--- START ---
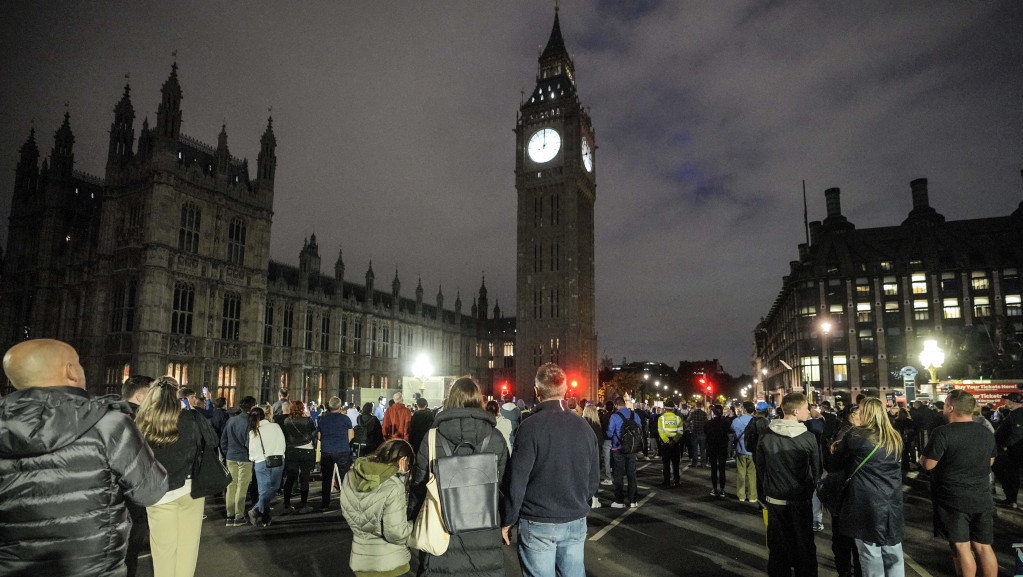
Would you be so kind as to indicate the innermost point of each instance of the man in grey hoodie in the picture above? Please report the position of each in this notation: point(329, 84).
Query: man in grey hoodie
point(788, 464)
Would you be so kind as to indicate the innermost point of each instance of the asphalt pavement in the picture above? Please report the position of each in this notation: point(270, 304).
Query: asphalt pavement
point(677, 531)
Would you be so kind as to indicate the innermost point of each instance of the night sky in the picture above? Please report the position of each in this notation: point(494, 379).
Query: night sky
point(394, 123)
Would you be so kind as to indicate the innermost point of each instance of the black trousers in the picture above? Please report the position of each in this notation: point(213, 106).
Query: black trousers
point(790, 538)
point(844, 549)
point(671, 455)
point(299, 471)
point(1007, 471)
point(138, 538)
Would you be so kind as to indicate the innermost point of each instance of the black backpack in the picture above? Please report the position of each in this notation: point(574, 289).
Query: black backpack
--- END ---
What is asked: Arrange every line of the records above as a Markdown table with the columns "Row" and "Line", numbering the rows in order and omitting blank lines. Leave the pictures out of the table.

Problem solution:
| Row | Line |
|---|---|
| 1 | Would you be so kind as to indicate the innermost point of each instance of the man in grey hoodie in the picture above? Please report the position of each in this notation: point(329, 84). |
| 2 | Query: man in grey hoodie |
| 3 | point(788, 464) |
| 4 | Would you be so kind as to indicate the innermost point of each instance of the asphalt pavement in the picture above? Please report the position of each in this notation: point(270, 304). |
| 5 | Query: asphalt pavement |
| 6 | point(677, 531) |
| 7 | Would you be so kind as to indicate the innermost point of each instance of the night sky in the picture above? Please report the position of each in this notation: point(494, 379). |
| 8 | Query: night sky |
| 9 | point(394, 123) |
| 10 | Would you be so kind as to indicate the innermost point of each instance of the black trousers in the picture above? Please report the position of each in this notation: point(213, 106). |
| 11 | Query: black trousers |
| 12 | point(790, 538) |
| 13 | point(844, 549) |
| 14 | point(671, 455) |
| 15 | point(299, 471) |
| 16 | point(1007, 471) |
| 17 | point(138, 538) |
| 18 | Would you be so kind as to indicate the innermost point of each instance of the black backpack in the picture above? Please report the position of each in this notation: point(574, 289). |
| 19 | Query: black backpack |